[[ The input, beginning ]]
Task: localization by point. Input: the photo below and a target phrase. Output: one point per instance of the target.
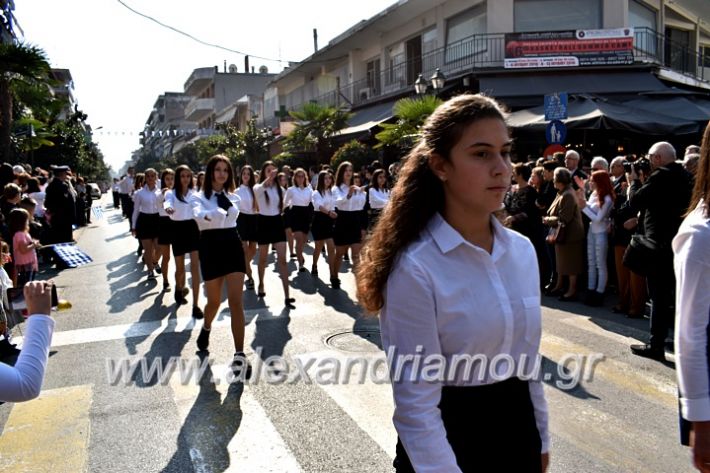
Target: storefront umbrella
(594, 113)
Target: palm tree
(21, 66)
(411, 114)
(315, 126)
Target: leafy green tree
(411, 114)
(357, 153)
(22, 68)
(315, 126)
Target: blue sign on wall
(556, 132)
(556, 106)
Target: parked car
(95, 191)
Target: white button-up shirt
(146, 201)
(218, 218)
(691, 247)
(482, 304)
(126, 185)
(599, 215)
(327, 201)
(298, 196)
(246, 204)
(378, 198)
(354, 203)
(181, 210)
(271, 207)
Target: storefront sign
(570, 48)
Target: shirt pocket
(533, 320)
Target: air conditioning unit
(365, 94)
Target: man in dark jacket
(60, 203)
(663, 196)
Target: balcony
(485, 52)
(199, 80)
(199, 109)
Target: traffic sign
(556, 106)
(556, 132)
(552, 149)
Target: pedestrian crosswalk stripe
(50, 433)
(218, 416)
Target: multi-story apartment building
(378, 60)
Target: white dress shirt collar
(448, 238)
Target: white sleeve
(24, 381)
(408, 320)
(691, 336)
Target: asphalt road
(622, 418)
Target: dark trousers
(490, 428)
(661, 291)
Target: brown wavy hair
(701, 191)
(417, 195)
(209, 175)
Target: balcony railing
(477, 52)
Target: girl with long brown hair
(247, 220)
(445, 276)
(186, 237)
(691, 248)
(324, 222)
(298, 201)
(271, 231)
(221, 259)
(349, 202)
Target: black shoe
(203, 340)
(647, 351)
(241, 366)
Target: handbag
(640, 255)
(556, 234)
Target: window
(460, 31)
(556, 15)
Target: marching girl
(186, 237)
(215, 210)
(246, 222)
(146, 220)
(269, 199)
(324, 224)
(441, 215)
(298, 202)
(283, 181)
(165, 230)
(349, 202)
(378, 195)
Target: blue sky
(121, 62)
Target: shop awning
(581, 82)
(593, 113)
(367, 118)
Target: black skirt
(247, 227)
(221, 253)
(270, 229)
(322, 228)
(348, 226)
(165, 231)
(147, 226)
(300, 217)
(186, 237)
(489, 428)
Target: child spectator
(24, 247)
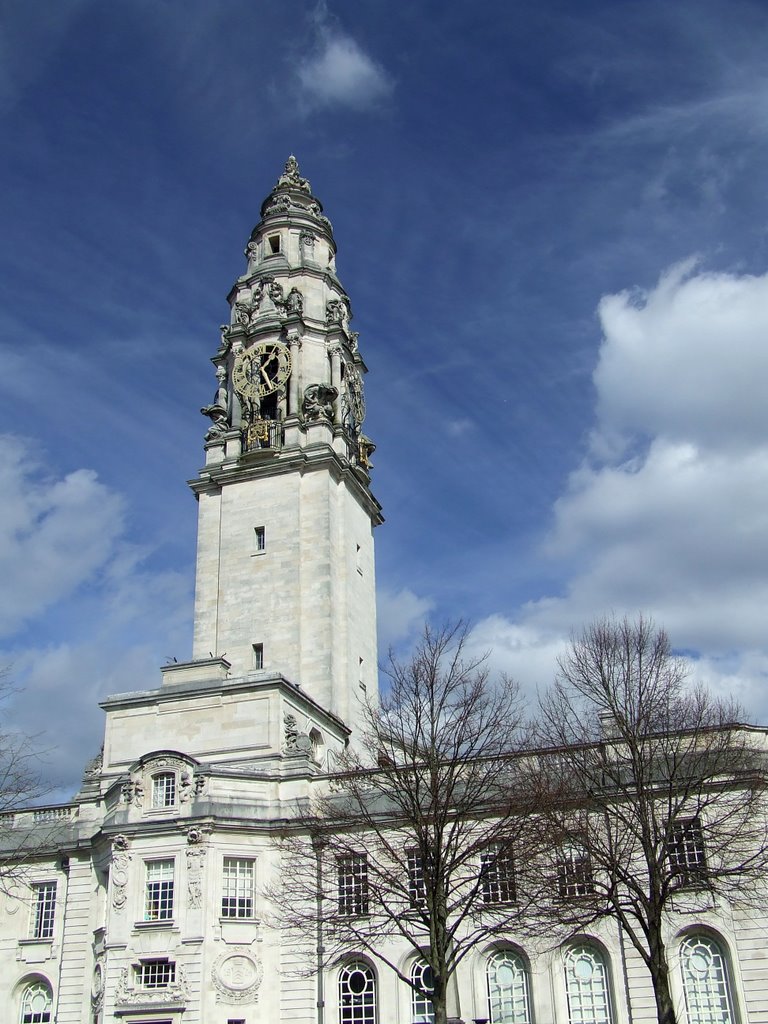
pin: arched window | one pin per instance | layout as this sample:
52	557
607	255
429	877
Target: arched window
705	981
508	988
587	986
164	788
356	993
37	1004
422	1011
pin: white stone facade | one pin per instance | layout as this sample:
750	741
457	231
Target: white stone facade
143	901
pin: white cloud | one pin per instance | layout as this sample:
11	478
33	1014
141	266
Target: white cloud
687	360
668	514
339	73
399	615
54	534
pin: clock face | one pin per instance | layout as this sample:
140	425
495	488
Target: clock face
261	370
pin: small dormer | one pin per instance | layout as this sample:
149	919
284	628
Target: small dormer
160	783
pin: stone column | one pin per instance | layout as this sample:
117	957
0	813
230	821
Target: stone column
336	378
294	342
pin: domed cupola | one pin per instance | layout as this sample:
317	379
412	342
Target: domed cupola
289	367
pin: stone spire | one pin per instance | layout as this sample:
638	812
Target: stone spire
287	472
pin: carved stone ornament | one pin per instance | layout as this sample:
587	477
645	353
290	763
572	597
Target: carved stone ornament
237	975
97	985
177	991
314	210
353	400
93	768
295	301
318	401
279	204
196	853
132	791
266	298
216	412
121	860
337	311
225	343
296	742
366	449
291	178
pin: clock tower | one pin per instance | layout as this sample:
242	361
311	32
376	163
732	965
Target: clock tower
285	569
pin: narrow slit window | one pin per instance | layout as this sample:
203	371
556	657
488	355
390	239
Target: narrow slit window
44	910
164	790
156	974
159	894
237	899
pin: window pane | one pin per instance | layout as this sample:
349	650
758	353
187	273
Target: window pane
508	989
164	790
157	974
574	871
37	1004
497	873
237	898
416	890
421	1005
159	905
352	875
705	981
45	906
587	986
686	848
356	994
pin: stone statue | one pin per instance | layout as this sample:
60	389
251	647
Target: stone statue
216	412
290	178
296	742
318	401
295	301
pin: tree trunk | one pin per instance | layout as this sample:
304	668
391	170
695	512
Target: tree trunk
439	1004
659	974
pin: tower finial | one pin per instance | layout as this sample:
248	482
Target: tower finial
290	178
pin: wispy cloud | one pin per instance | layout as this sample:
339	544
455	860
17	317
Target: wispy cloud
337	72
667	513
54	534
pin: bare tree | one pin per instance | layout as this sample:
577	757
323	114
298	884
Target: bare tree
652	795
20	786
414	841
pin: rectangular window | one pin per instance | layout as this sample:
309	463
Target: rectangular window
159	902
164	790
686	849
574	872
497	876
237	897
352	875
156	974
44	910
416	888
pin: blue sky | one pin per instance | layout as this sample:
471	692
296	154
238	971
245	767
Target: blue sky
553	224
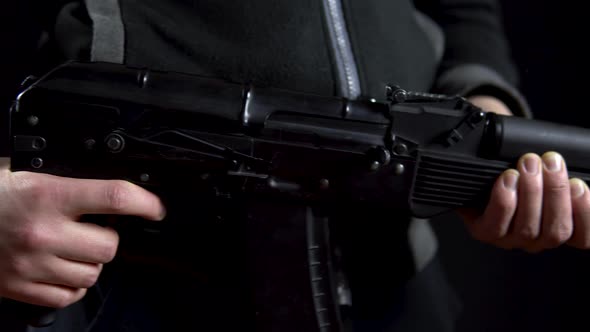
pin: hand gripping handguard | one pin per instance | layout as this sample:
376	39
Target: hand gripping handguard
[[ The input, end ]]
◆ **What the task asks**
Whenever the word "gripping" appears in a line above, copy that line.

◆ **Reply**
pin: hand gripping handguard | one pin per instance | layout as this sample:
Target: hand gripping handguard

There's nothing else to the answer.